### What the task asks
Will you output the entries below exactly, skipping every image they contain?

### Exercise material
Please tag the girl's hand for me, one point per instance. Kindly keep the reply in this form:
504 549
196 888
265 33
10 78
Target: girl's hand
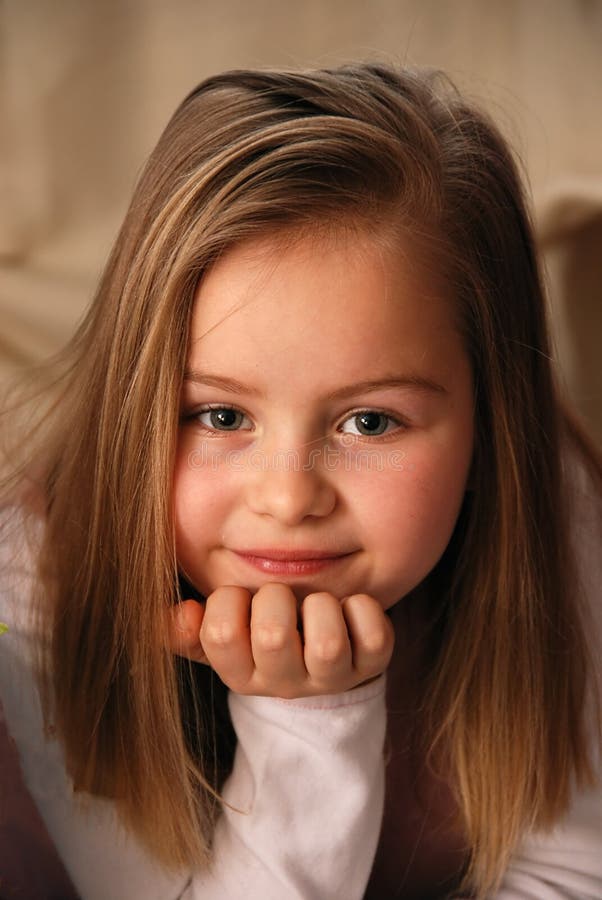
263 645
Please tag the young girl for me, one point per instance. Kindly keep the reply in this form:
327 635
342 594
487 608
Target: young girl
308 434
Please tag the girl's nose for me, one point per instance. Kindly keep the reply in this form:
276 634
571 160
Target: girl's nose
289 488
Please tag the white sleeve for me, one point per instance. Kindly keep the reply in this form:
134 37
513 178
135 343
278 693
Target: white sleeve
305 795
305 799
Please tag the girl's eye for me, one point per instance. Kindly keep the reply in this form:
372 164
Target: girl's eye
222 418
369 423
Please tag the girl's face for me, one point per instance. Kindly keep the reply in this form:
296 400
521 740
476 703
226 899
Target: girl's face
327 421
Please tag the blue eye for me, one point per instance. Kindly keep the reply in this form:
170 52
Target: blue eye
369 423
221 418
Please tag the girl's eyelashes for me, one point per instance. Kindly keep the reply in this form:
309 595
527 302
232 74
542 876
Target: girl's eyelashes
222 418
362 423
370 423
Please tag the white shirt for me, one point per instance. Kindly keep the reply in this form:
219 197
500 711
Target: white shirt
305 797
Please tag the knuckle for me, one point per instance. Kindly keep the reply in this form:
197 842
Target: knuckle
376 642
220 633
329 649
270 636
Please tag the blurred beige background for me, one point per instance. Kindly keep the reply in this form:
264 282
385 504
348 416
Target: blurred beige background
87 85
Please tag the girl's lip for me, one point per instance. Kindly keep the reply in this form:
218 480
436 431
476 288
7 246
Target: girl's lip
290 562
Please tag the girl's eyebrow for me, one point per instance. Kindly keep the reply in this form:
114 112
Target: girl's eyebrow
412 381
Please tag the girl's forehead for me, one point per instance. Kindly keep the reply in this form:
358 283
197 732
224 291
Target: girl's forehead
313 266
340 307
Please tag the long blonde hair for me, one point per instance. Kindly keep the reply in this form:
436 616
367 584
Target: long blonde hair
246 153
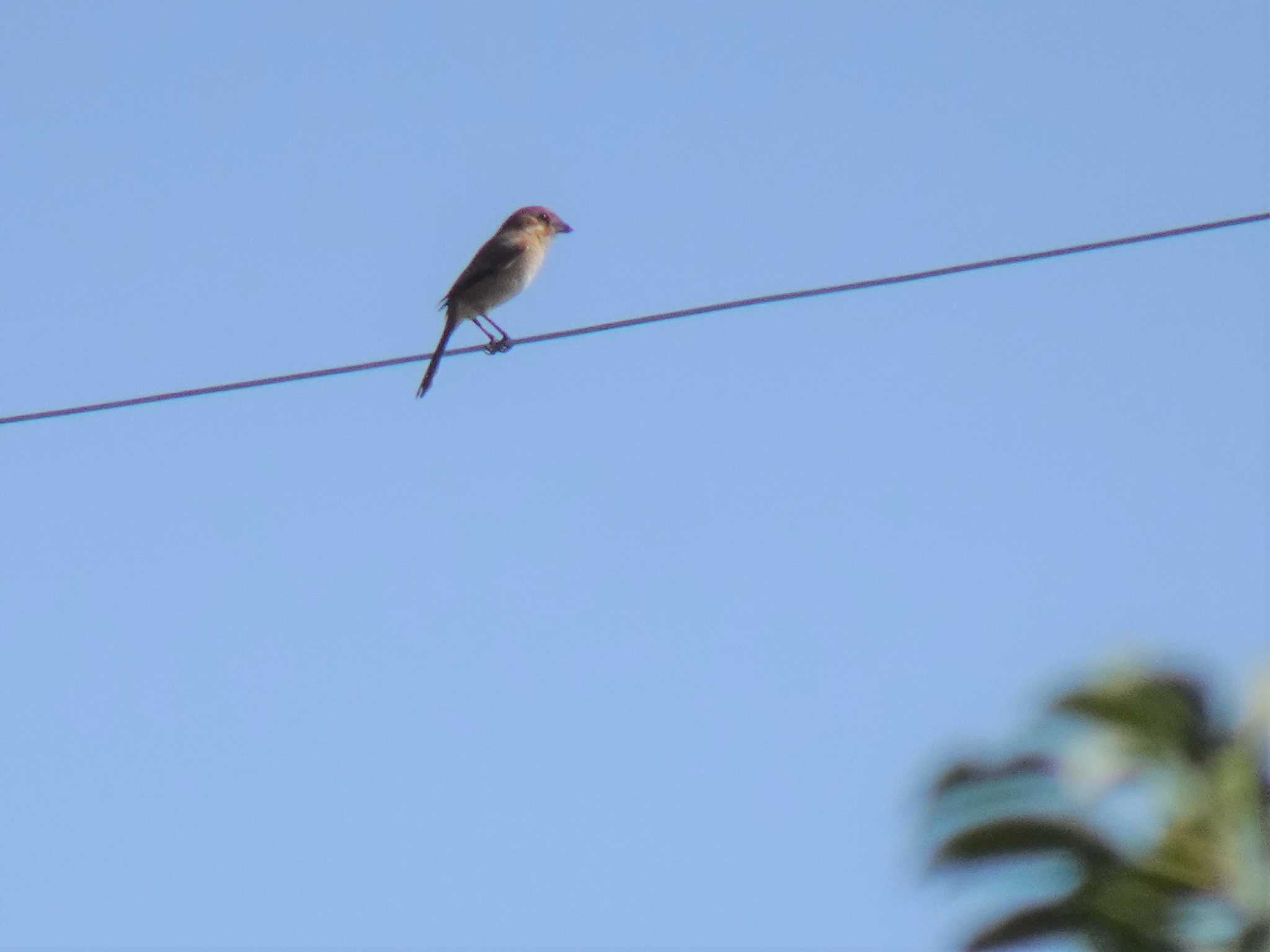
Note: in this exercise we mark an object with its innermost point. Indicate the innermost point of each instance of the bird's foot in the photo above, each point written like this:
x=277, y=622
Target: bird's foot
x=498, y=347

### Response to this exercise
Please tag the girl's hand for me, one point per instance. Kindly keep the reply in this form:
504 549
196 888
265 33
10 78
Target: girl's hand
263 645
Please tag the young girl for me, one point per instance. Kindly keep the reply in this form:
327 635
342 594
487 608
Target: young girl
308 434
Please tag the girl's nose for me, one point per instance. Kindly keep the reply in this form:
276 634
571 160
Target: girl's nose
289 488
Please tag the white sleeve for me, one point per instance. Kindly keep the reply in this form:
134 37
513 178
135 343
278 693
Target: white sleeve
305 795
305 799
Please tag the girl's eye for me, one point per instance. Kindly keep the reply in this form:
372 164
Target: girl's eye
222 418
369 423
Please tag the girl's face for me, one point per instance. Kindly keep the reply in this form:
296 400
521 740
476 703
226 899
Target: girl's face
327 421
Please tag the blue eye for me, one point per instance. Kindly keep the reply in this form:
170 52
Target: blue eye
369 423
221 418
Please tag the girl's eyelashes for me, one point per instance. Kindly keep the reply in this form:
309 595
527 302
232 74
542 876
Target: girl's eyelashes
222 418
362 423
370 423
Please tag the white shirt for me, one point per instance. Kindly keep the reply in this form:
219 197
500 711
Target: white shirt
305 797
Please tag the knuckle for me, one point per instance. Kindly keep the reply in this form:
197 842
Target: knuckle
376 642
220 633
329 649
270 636
Please tag the blurred beige background for me, one point per instance. Kindly keep the reply in this form:
264 282
385 504
348 416
Target: blurred beige background
87 85
Please tag the girl's lip for me, one point per instance. Kindly keep the reply in this form:
218 480
436 431
476 288
7 246
Target: girl's lip
290 562
Please tag the girl's eyebrow for me, one point per instance. Kindly keep the reply in this form:
114 112
Target: girl's eyebrow
412 381
Please tag the girl's forehead for me, one point per instance. Kindly keep the reply in this form:
358 283
197 732
224 291
Target: girl's forehead
313 266
340 307
Please tag the long blonde hair for me, one point per instance. Kindly keep the reply in this form:
436 616
367 584
Target: long blonde hair
246 153
Note: in this exercise we mark an object with its innermost point. Indicate the innermost point of each instance of the bird's foot in the photo above, each point written like this:
x=277, y=622
Target: bird's foot
x=498, y=347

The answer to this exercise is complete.